__Task requirements__
Copy each line of the data below exactly, leaving out pictures.

__Record excerpts__
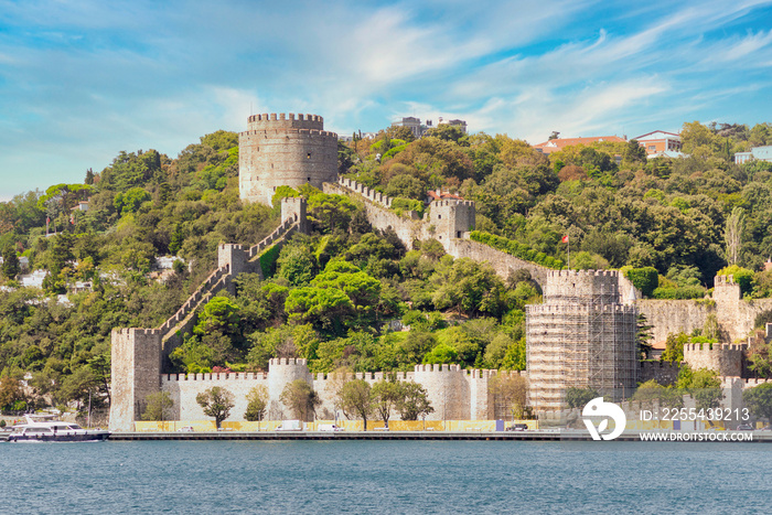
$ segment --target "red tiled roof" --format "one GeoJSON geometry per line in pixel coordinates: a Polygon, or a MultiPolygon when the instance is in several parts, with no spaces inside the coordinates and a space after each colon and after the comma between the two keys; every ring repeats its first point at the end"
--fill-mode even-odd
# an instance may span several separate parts
{"type": "Polygon", "coordinates": [[[589,144],[596,141],[611,141],[615,143],[624,143],[628,140],[620,138],[619,136],[594,136],[591,138],[558,138],[545,141],[544,143],[534,144],[535,149],[542,150],[544,153],[551,153],[562,150],[566,147],[571,147],[573,144],[589,144]]]}
{"type": "Polygon", "coordinates": [[[442,199],[455,199],[458,201],[463,201],[463,196],[459,196],[455,193],[438,192],[435,190],[427,192],[427,196],[429,196],[432,201],[440,201],[442,199]]]}

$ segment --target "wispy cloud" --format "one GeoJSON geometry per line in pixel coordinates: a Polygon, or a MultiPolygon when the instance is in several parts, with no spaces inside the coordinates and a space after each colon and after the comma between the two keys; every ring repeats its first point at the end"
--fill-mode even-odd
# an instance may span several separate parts
{"type": "Polygon", "coordinates": [[[250,108],[341,132],[463,118],[532,142],[769,120],[771,4],[0,0],[0,196],[120,150],[175,155],[250,108]]]}

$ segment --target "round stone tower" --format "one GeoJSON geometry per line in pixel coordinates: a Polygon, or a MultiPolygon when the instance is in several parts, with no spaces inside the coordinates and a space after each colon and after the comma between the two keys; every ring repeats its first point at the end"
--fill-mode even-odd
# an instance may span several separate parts
{"type": "Polygon", "coordinates": [[[270,204],[276,189],[337,181],[337,135],[317,115],[248,118],[238,138],[238,186],[246,202],[270,204]]]}
{"type": "Polygon", "coordinates": [[[621,301],[618,271],[550,271],[544,303],[525,310],[530,406],[560,409],[569,387],[610,400],[632,394],[637,313],[621,301]]]}

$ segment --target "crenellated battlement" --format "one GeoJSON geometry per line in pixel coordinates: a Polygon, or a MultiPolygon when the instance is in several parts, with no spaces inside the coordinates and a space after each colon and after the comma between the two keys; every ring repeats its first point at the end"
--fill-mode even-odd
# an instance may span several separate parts
{"type": "Polygon", "coordinates": [[[308,360],[303,357],[272,357],[268,362],[268,371],[274,366],[308,366],[308,360]]]}
{"type": "Polygon", "coordinates": [[[587,277],[619,277],[618,270],[549,270],[548,277],[587,278],[587,277]]]}
{"type": "Polygon", "coordinates": [[[441,201],[432,201],[432,206],[443,207],[443,206],[455,206],[455,207],[474,207],[473,201],[461,201],[457,199],[443,199],[441,201]]]}
{"type": "Polygon", "coordinates": [[[384,207],[392,207],[392,201],[394,199],[392,199],[388,195],[385,195],[379,191],[373,190],[364,184],[361,184],[354,181],[353,179],[339,178],[337,184],[353,191],[354,193],[358,193],[360,195],[364,196],[371,202],[380,204],[384,207]]]}
{"type": "Polygon", "coordinates": [[[160,329],[121,328],[114,329],[112,334],[119,336],[160,336],[160,329]]]}
{"type": "Polygon", "coordinates": [[[324,119],[319,116],[319,115],[298,115],[298,118],[296,120],[294,114],[290,112],[288,115],[283,112],[271,112],[270,115],[268,114],[262,114],[262,115],[253,115],[249,118],[247,118],[249,122],[254,121],[319,121],[323,122],[324,119]]]}
{"type": "Polygon", "coordinates": [[[181,380],[268,380],[267,372],[219,372],[203,374],[163,374],[161,383],[181,380]]]}
{"type": "Polygon", "coordinates": [[[415,372],[454,372],[454,373],[461,373],[463,372],[461,369],[461,365],[451,365],[451,364],[436,364],[436,365],[416,365],[414,368],[415,372]]]}
{"type": "Polygon", "coordinates": [[[684,344],[684,352],[690,351],[690,352],[726,353],[726,352],[744,352],[747,350],[748,350],[748,345],[744,343],[738,343],[738,344],[685,343],[684,344]]]}
{"type": "Polygon", "coordinates": [[[337,135],[318,115],[262,114],[239,135],[238,189],[245,202],[270,205],[277,187],[337,180],[337,135]]]}
{"type": "Polygon", "coordinates": [[[684,361],[691,368],[708,368],[720,376],[739,377],[747,348],[746,344],[687,343],[684,345],[684,361]]]}
{"type": "Polygon", "coordinates": [[[726,285],[736,285],[735,282],[735,276],[729,275],[729,276],[716,276],[714,278],[714,285],[715,286],[726,286],[726,285]]]}

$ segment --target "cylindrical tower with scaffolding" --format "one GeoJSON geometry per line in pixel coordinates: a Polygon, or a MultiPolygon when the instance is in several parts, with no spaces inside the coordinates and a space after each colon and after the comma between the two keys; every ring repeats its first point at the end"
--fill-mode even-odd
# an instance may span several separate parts
{"type": "Polygon", "coordinates": [[[529,404],[566,407],[569,387],[620,400],[636,386],[636,310],[621,302],[619,272],[551,271],[544,303],[526,307],[529,404]]]}

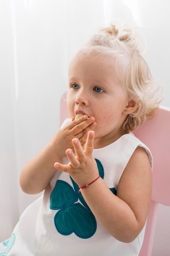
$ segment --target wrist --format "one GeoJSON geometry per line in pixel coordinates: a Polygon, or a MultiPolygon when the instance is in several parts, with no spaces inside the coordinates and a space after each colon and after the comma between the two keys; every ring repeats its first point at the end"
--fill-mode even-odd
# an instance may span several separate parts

__Output__
$ segment --target "red tiled roof" --format "one GeoJSON geometry per line in pixel coordinates: a Polygon, or a MultiPolygon when the instance is in several parts, with no spaces inside the coordinates and a space after each colon and after the comma between the two keys; every ring repeats its first point at the end"
--fill-mode even-odd
# an instance may span several separate parts
{"type": "Polygon", "coordinates": [[[589,144],[596,141],[611,141],[615,143],[624,143],[628,140],[620,138],[619,136],[594,136],[591,138],[558,138],[545,141],[544,143],[534,144],[535,149],[542,150],[544,153],[551,153],[562,150],[566,147],[571,147],[573,144],[589,144]]]}
{"type": "Polygon", "coordinates": [[[442,199],[455,199],[458,201],[463,201],[463,196],[459,196],[455,193],[438,192],[435,190],[427,192],[427,196],[429,196],[432,201],[440,201],[442,199]]]}

$ segment --target "wispy cloud" --format "one GeoJSON geometry per line in pixel coordinates: a Polygon, or a MultiPolygon when the instance is in several parts, with no spaces inside the coordinates and a space after each colon and after the comma between the two keys; every ring repeats its first point at the end"
--fill-mode even-odd
# an instance may span several separate parts
{"type": "Polygon", "coordinates": [[[250,108],[341,132],[463,118],[532,142],[769,120],[771,4],[0,0],[0,196],[120,150],[175,155],[250,108]]]}

$ segment --target "round stone tower" --format "one GeoJSON geometry per line in pixel coordinates: a Polygon, or a MultiPolygon when the instance is in several parts, with no spaces inside the coordinates and a space after each colon and after the comma between the two keys; every ring repeats its first point at the end"
--fill-mode even-odd
# an instance may span several separate parts
{"type": "Polygon", "coordinates": [[[270,204],[276,189],[337,181],[337,135],[317,115],[248,118],[238,138],[238,186],[246,202],[270,204]]]}
{"type": "Polygon", "coordinates": [[[621,301],[618,271],[550,271],[544,303],[525,310],[530,406],[560,409],[569,387],[610,400],[632,394],[637,313],[621,301]]]}

$ segment --target "crenellated battlement" --format "one GeoJSON geometry per line in pixel coordinates: a Polygon, or a MultiPolygon when the instance is in several parts, with no spaces inside the coordinates and a space after each colon and after the comma between the two keys; every ring repeats its first point at the end"
--fill-mode even-odd
# an instance may span several separate parts
{"type": "Polygon", "coordinates": [[[308,360],[303,357],[272,357],[268,362],[268,371],[274,366],[308,366],[308,360]]]}
{"type": "Polygon", "coordinates": [[[587,277],[619,277],[618,270],[549,270],[548,277],[587,278],[587,277]]]}
{"type": "Polygon", "coordinates": [[[441,201],[432,201],[432,206],[443,207],[443,206],[455,206],[455,207],[474,207],[473,201],[461,201],[457,199],[443,199],[441,201]]]}
{"type": "Polygon", "coordinates": [[[384,207],[392,207],[392,201],[394,199],[392,199],[388,195],[385,195],[379,191],[373,190],[364,184],[361,184],[354,181],[353,179],[339,178],[337,184],[353,191],[354,193],[358,193],[360,195],[364,196],[371,202],[380,204],[384,207]]]}
{"type": "Polygon", "coordinates": [[[160,329],[121,328],[114,329],[112,334],[119,336],[160,336],[160,329]]]}
{"type": "Polygon", "coordinates": [[[324,119],[319,116],[319,115],[298,115],[298,118],[296,120],[294,114],[290,112],[288,115],[283,112],[271,112],[270,115],[268,114],[262,114],[262,115],[253,115],[249,118],[247,118],[249,122],[254,121],[319,121],[323,122],[324,119]]]}
{"type": "Polygon", "coordinates": [[[181,380],[268,380],[267,372],[219,372],[203,374],[163,374],[161,383],[181,380]]]}
{"type": "Polygon", "coordinates": [[[415,372],[454,372],[454,373],[461,373],[463,372],[461,369],[461,365],[451,365],[451,364],[436,364],[436,365],[416,365],[414,368],[415,372]]]}
{"type": "Polygon", "coordinates": [[[684,344],[684,352],[690,351],[690,352],[726,353],[726,352],[744,352],[747,350],[748,350],[748,345],[744,343],[738,343],[738,344],[685,343],[684,344]]]}
{"type": "Polygon", "coordinates": [[[337,135],[318,115],[262,114],[239,135],[238,189],[245,202],[270,205],[277,187],[337,180],[337,135]]]}
{"type": "Polygon", "coordinates": [[[684,361],[691,368],[708,368],[720,376],[739,377],[747,348],[746,344],[687,343],[684,345],[684,361]]]}
{"type": "Polygon", "coordinates": [[[726,285],[736,285],[735,282],[735,276],[729,275],[729,276],[716,276],[714,278],[714,285],[715,286],[726,286],[726,285]]]}

$ segment --target "cylindrical tower with scaffolding" --format "one GeoJSON geometry per line in pixel coordinates: a Polygon, or a MultiPolygon when the instance is in several parts, with no spaces inside the coordinates and a space after each colon and after the comma between the two keys; every ring repeats its first point at the end"
--fill-mode even-odd
# an instance may span several separate parts
{"type": "Polygon", "coordinates": [[[529,404],[566,407],[569,387],[620,400],[636,386],[636,310],[621,302],[619,272],[551,271],[544,303],[526,307],[529,404]]]}

$ segment --target wrist --format "one GeoJSON geometry per line in pixel coordinates: a Polygon, or a MultiPolygon when the instance is in several parts, with no spaces inside the coordinates and a space after each colon and after the comma between the two keys; every ring repeats its first point at the end"
--fill-mode even-odd
# an instance may span several separate parts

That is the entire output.